▶ [What to work on]
In the entries that follow, the lines from the one with "Target: woman in green jacket" through the one with "Target: woman in blue jacket" are the ones to write out, exactly and with both ends included. Nothing else should appear.

▶ [Data supplied]
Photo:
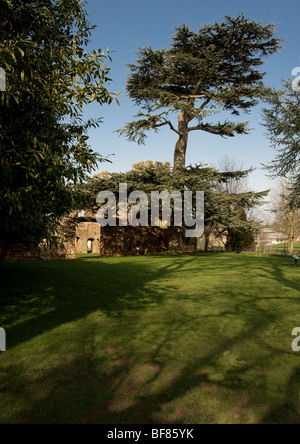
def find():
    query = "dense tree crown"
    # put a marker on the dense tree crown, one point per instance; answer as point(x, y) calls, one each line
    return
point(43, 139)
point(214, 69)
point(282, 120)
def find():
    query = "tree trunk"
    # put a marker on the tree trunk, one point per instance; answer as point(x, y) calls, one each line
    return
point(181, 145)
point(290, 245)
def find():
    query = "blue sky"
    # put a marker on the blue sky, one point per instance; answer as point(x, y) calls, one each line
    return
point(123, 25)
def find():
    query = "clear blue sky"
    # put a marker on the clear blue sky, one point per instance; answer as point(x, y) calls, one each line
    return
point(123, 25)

* * *

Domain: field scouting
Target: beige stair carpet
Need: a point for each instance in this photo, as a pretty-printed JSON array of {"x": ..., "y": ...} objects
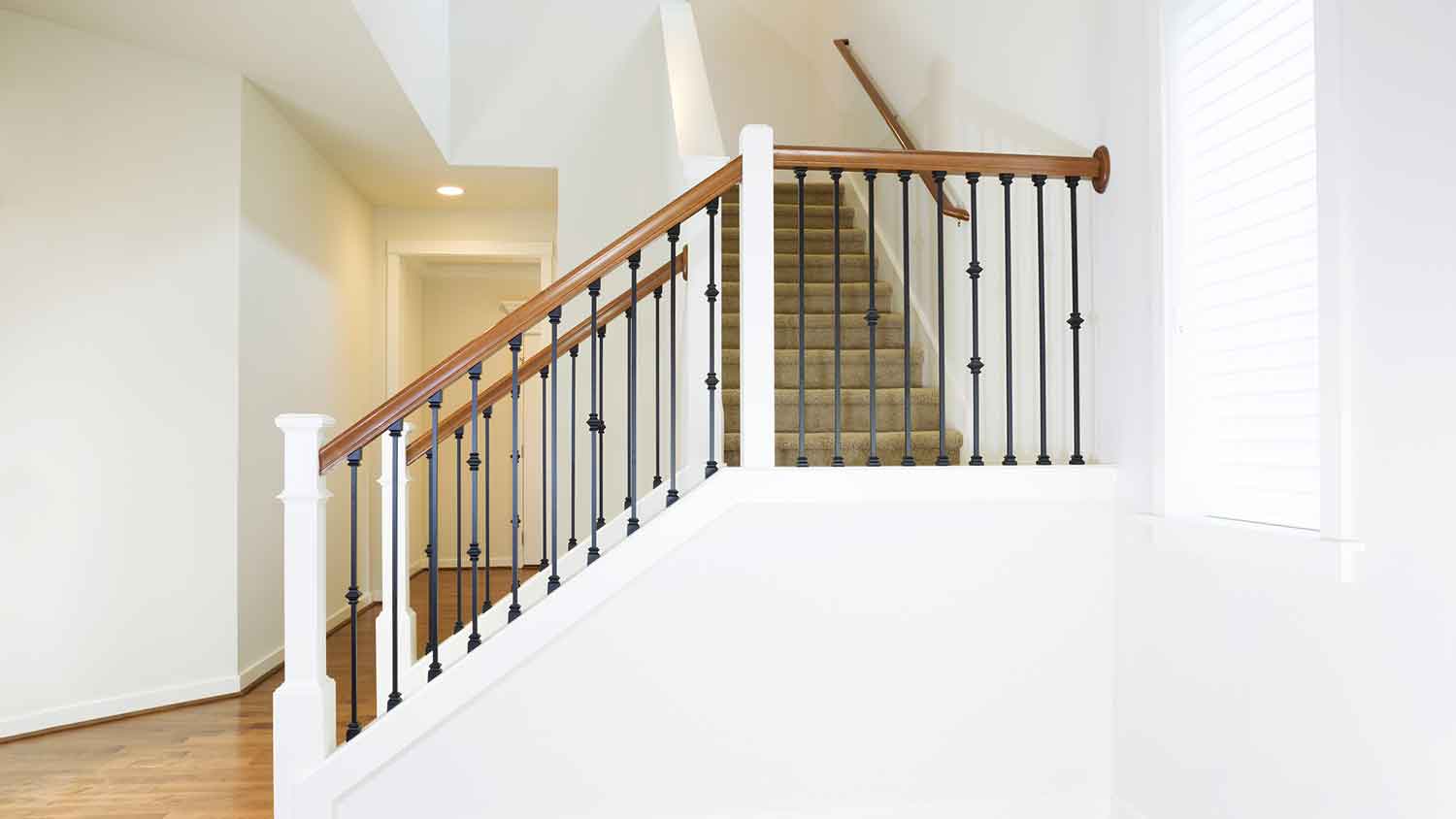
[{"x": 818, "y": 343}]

--

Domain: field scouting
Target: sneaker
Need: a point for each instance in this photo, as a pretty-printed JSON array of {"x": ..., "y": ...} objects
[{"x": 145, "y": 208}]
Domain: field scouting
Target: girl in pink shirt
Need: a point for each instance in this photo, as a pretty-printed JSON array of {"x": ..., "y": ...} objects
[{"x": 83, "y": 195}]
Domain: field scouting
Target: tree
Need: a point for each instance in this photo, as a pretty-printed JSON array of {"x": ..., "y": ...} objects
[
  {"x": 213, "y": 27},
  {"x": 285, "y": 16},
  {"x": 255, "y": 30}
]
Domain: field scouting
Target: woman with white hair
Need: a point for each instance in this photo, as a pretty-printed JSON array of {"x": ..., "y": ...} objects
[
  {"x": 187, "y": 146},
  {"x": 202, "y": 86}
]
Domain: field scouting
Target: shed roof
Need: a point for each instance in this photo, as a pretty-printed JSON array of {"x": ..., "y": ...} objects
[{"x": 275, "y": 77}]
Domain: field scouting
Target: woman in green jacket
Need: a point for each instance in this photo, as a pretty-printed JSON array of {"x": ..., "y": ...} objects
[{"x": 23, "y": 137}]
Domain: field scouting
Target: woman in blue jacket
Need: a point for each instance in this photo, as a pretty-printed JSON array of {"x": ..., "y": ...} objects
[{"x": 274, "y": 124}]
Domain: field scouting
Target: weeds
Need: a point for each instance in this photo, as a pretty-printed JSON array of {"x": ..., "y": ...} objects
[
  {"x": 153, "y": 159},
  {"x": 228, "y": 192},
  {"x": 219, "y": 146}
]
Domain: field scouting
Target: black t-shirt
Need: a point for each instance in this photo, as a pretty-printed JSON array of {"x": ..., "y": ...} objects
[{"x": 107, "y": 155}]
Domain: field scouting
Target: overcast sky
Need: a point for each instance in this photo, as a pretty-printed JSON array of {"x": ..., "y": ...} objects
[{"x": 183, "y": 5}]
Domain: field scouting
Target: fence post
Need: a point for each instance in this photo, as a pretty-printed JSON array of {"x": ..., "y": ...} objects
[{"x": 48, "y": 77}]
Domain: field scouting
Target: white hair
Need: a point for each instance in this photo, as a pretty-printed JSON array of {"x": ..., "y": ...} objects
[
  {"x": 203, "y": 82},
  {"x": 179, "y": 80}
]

▶ [Response to the exercise]
Target: woman in green jacket
Need: a point for each instance in this photo, as a pretty-printed JSON array of {"x": ..., "y": ...} objects
[{"x": 23, "y": 137}]
Domain: field scouting
Target: woman in blue jacket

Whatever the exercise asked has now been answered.